■ **AIM OF THE EXERCISE**
Reproduce each of the entries below word for word, keeping every line in its original order.
━━━ MATERIALS PROVIDED ━━━
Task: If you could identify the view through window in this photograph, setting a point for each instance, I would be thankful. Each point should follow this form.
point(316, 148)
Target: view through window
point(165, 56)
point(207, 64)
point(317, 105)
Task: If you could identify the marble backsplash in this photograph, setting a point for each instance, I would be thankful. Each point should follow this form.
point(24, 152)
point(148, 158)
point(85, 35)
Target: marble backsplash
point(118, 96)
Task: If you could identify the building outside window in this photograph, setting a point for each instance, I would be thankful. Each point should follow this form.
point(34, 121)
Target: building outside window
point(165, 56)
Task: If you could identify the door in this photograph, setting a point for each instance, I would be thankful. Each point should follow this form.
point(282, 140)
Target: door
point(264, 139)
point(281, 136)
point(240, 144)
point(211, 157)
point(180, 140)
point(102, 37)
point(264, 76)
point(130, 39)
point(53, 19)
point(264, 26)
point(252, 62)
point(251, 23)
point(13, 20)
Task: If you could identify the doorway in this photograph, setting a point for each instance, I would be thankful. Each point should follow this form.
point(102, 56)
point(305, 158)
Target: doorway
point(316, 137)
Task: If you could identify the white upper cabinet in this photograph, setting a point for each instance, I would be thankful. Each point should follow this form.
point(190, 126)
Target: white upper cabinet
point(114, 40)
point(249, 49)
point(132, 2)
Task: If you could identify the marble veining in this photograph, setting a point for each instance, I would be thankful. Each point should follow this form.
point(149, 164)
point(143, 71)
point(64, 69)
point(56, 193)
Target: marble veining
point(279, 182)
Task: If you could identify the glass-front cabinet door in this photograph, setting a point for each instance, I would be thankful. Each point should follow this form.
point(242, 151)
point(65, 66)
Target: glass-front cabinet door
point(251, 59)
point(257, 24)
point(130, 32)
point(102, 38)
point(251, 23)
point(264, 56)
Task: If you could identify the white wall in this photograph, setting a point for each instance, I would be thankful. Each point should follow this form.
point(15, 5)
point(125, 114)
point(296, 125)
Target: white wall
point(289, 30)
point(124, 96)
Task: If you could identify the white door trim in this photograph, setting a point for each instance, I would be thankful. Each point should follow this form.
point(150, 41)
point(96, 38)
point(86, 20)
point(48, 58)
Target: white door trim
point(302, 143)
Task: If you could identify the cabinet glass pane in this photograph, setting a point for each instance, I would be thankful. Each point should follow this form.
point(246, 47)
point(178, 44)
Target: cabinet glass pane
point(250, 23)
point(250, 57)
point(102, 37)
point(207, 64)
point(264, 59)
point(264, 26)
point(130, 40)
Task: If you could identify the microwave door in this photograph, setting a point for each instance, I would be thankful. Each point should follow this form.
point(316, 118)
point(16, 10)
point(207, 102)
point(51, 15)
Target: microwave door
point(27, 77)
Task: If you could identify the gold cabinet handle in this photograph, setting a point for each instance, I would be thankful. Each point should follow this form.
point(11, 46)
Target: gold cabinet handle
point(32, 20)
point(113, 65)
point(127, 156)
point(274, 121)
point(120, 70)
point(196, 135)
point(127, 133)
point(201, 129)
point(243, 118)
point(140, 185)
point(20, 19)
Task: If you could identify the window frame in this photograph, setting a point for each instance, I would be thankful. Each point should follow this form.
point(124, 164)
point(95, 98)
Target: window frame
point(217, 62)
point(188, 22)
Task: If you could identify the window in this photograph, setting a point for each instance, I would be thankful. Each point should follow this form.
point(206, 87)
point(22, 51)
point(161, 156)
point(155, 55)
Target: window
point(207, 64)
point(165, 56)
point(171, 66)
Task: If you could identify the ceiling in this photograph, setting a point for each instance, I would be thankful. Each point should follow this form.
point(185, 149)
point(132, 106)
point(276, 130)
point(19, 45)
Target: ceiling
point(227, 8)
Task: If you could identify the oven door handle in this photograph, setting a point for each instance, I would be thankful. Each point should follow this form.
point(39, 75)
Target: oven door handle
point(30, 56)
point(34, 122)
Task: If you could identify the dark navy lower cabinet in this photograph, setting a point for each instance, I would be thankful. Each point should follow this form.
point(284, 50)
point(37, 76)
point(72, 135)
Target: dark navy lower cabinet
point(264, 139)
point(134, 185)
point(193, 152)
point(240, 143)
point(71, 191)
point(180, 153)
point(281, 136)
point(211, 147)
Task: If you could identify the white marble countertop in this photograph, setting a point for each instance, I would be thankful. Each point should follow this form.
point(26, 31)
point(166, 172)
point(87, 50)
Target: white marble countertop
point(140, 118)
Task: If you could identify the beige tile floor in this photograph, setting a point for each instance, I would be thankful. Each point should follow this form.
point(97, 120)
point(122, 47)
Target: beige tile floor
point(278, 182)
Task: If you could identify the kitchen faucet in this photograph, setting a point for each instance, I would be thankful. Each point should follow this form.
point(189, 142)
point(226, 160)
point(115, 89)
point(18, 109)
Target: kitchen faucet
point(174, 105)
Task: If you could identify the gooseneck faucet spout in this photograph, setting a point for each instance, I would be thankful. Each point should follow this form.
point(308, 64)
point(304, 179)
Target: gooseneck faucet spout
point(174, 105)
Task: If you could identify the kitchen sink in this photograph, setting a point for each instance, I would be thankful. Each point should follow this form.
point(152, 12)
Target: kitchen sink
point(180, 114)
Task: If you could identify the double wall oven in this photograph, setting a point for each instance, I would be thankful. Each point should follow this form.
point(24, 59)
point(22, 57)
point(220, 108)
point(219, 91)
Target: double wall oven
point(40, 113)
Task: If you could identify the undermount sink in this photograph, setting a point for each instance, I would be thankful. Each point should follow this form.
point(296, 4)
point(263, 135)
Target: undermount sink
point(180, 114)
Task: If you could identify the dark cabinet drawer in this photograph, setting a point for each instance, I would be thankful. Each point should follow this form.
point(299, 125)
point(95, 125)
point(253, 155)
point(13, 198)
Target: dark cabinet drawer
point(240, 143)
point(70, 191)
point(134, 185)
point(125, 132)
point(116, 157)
━━━
■ **FULL ANSWER**
Task: If you could identify the view through window in this photograph, setting a point for each instance, I would be thankful. Each point should follow this form.
point(316, 148)
Target: view through window
point(165, 56)
point(207, 64)
point(317, 105)
Task: If you could identify the marble backsplash in this photograph, setting a point for each instance, I would be thankful. Each point should follow this form.
point(24, 152)
point(148, 158)
point(85, 35)
Target: marble backsplash
point(118, 96)
Task: If you could identify the building outside window in this photograph, setting a point for each instance, I would be thankful. Each point should follow this form.
point(34, 121)
Target: building outside window
point(165, 56)
Task: If you could identify the door in this photograph, setting a point for each instance, I would be thankful. Each point should follow this form.
point(282, 140)
Target: door
point(264, 139)
point(281, 136)
point(240, 144)
point(211, 157)
point(180, 140)
point(102, 37)
point(264, 76)
point(130, 39)
point(53, 19)
point(264, 26)
point(252, 62)
point(251, 23)
point(13, 20)
Task: If you could identify the doorway in this photograph, setting a point for each instance, I would be thankful. Each point should follow this form.
point(102, 56)
point(305, 158)
Target: doorway
point(316, 137)
Task: If you could identify the white upper cabinet in this photograph, setting a point for each instance, I would be thankful. Each point should follow this form.
point(190, 126)
Target: white upper cabinet
point(114, 40)
point(249, 49)
point(132, 2)
Task: If you could identify the marble veining in this photograph, setting a point for each instance, I would be thankful. Each point should follow this form.
point(149, 164)
point(143, 71)
point(64, 69)
point(56, 193)
Target: marble veining
point(279, 182)
Task: If you could identify the glass-front cabinet door in this photograph, setting a point for each instance, I would be thankful. Each point should follow this form.
point(242, 151)
point(65, 66)
Target: glass-front cabinet door
point(251, 59)
point(257, 24)
point(130, 32)
point(102, 38)
point(251, 23)
point(264, 56)
Task: If you could identify the white wall in this photograph, setting a point for each instance, I would be thankful. Each point should follow this form.
point(15, 5)
point(125, 114)
point(296, 125)
Target: white wall
point(289, 30)
point(124, 96)
Task: If you could identify the white door trim in this photograph, setting a point for each instance, I would be thankful. Each point should follow this form.
point(150, 41)
point(96, 38)
point(86, 20)
point(48, 58)
Target: white door trim
point(302, 143)
Task: If you could identify the cabinet glass pane in this photograph, setting a point for each instance, I would be thankful. Each point should follow this form.
point(246, 47)
point(178, 44)
Target: cabinet glass pane
point(250, 23)
point(250, 57)
point(102, 37)
point(207, 64)
point(264, 59)
point(264, 26)
point(130, 40)
Task: If you could identify the microwave door in this photograph, setting a point for each instance, I would be thankful. Each point should follow this form.
point(316, 118)
point(16, 10)
point(207, 102)
point(51, 15)
Target: microwave door
point(27, 77)
Task: If you could identify the gold cabinet handle in this photograph, setting a point for each instance, I would be thankful. Each point should follow this form.
point(11, 46)
Target: gold cabinet handle
point(32, 20)
point(113, 65)
point(127, 156)
point(274, 121)
point(120, 70)
point(196, 135)
point(127, 133)
point(201, 129)
point(243, 118)
point(140, 185)
point(20, 19)
Task: If you could identify the window frame in this photograph, setting a point for each instance, I would be thankful. Each point should follow this form.
point(124, 164)
point(95, 98)
Target: window frame
point(217, 62)
point(188, 22)
Task: If you could identify the window in this photograph, setting a point for each instance, I would be thankful. Each point should follow this form.
point(206, 87)
point(22, 51)
point(161, 156)
point(155, 55)
Target: window
point(207, 64)
point(165, 56)
point(171, 66)
Task: If you could identify the ceiling in this photograph, setting a point for each instance, I would be thankful. Each point should follow this form.
point(185, 149)
point(132, 106)
point(276, 130)
point(19, 45)
Target: ceiling
point(227, 8)
Task: If you could identify the oven door handle in this photograph, setting a point for each instance, I would be thankful. Each point should follow this form.
point(39, 75)
Target: oven door handle
point(30, 56)
point(34, 122)
Task: If you could identify the dark navy lower cabinet in this photograph, setting a point for each instance, I would be thankful. Each point should follow this form.
point(284, 50)
point(37, 76)
point(72, 135)
Target: dark navy lower cabinet
point(264, 139)
point(134, 185)
point(193, 152)
point(240, 143)
point(71, 191)
point(180, 153)
point(281, 136)
point(211, 147)
Task: If you could identify the white marble countertop in this photograph, setting a point for each instance, I would be thankful. Each point should follow this form.
point(26, 31)
point(166, 172)
point(87, 50)
Target: white marble countertop
point(140, 118)
Task: If you could identify the beige tile floor in this photograph, setting a point for each instance, I would be thankful. Each point should follow this form.
point(97, 120)
point(122, 47)
Target: beige tile floor
point(278, 182)
Task: If you could identify the kitchen faucet in this photograph, setting a point for each instance, I would be thankful. Each point should follow this form.
point(189, 142)
point(226, 160)
point(115, 89)
point(18, 109)
Target: kitchen faucet
point(174, 105)
Task: If you could identify the gooseneck faucet spout in this photograph, setting a point for each instance, I would be thankful. Each point should follow this form.
point(308, 64)
point(304, 179)
Target: gooseneck faucet spout
point(174, 105)
Task: If you could identify the kitchen sink in this photograph, setting a point for each instance, I would be thankful. Each point should follow this form.
point(152, 12)
Target: kitchen sink
point(180, 114)
Task: If you could identify the double wall oven in this photograph, setting a point for each instance, I would be thankful. Each point should follow this form.
point(24, 59)
point(22, 57)
point(220, 108)
point(219, 91)
Target: double wall oven
point(40, 113)
Task: If you could identify the undermount sink in this photograph, setting a point for each instance, I would be thankful. Each point should follow this form.
point(296, 4)
point(263, 135)
Target: undermount sink
point(180, 114)
Task: If you could identify the dark cabinet drawer in this photograph, setting a point for each instance, I would be thankful. Each point should follow this form.
point(299, 125)
point(95, 125)
point(253, 155)
point(13, 198)
Target: dark cabinet drawer
point(240, 143)
point(70, 191)
point(134, 185)
point(125, 132)
point(116, 157)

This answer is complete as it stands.